Document extract
■ ■ ■

There has been a bit of back and forth recently at Psychology Today concerning the prevalence of ADHD in school-aged children in the U.S. and France. Here at First Thoughts, Collin Garbarino reported the opening piece by Marilyn Wedge and offered his own controversial opinion on the matter. Since then, neuropsychologist David Nowell has offered his own critical response to Wedge.
Marilyn Wedge, the author of Pills Are Not for Preschoolers, argues that fewer French children are diagnosed and medicated for ADHD than their American counterparts (0.5% in France compared to 9% of kids in the U.S.) due in part to differing French and American philosophies of discipline:
Consistently enforced limits, in the French view, make children feel safe and secure. Clear limits, they believe, actually make a child feel happier and safer—something that is congruent with my own experience as both a therapist and a parent. Finally, French parents believe that hearing the word “no” rescues children from the “tyranny of their own desires.” And spanking, when used judiciously, is not considered child abuse in France.

■ ■ ■

Your objective
In the passage on ADHD in France and the U.S., what percentage of French children does Marilyn Wedge say are diagnosed and medicated for ADHD? The records have nothing to do with the passage on ADHD in France and the U.S.

■ ■ ■

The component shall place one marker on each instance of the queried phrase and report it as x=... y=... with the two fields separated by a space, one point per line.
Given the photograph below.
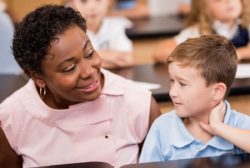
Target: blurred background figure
x=138 y=9
x=8 y=64
x=229 y=18
x=107 y=34
x=168 y=7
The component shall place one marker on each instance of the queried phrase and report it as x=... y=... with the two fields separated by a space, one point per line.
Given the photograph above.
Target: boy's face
x=71 y=70
x=225 y=10
x=189 y=92
x=92 y=10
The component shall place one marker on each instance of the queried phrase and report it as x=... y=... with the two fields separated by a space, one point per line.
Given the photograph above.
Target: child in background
x=229 y=18
x=70 y=108
x=140 y=9
x=8 y=64
x=107 y=34
x=201 y=72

■ ■ ■

Exercise response
0.5%, compared with 9% of children in the U.S.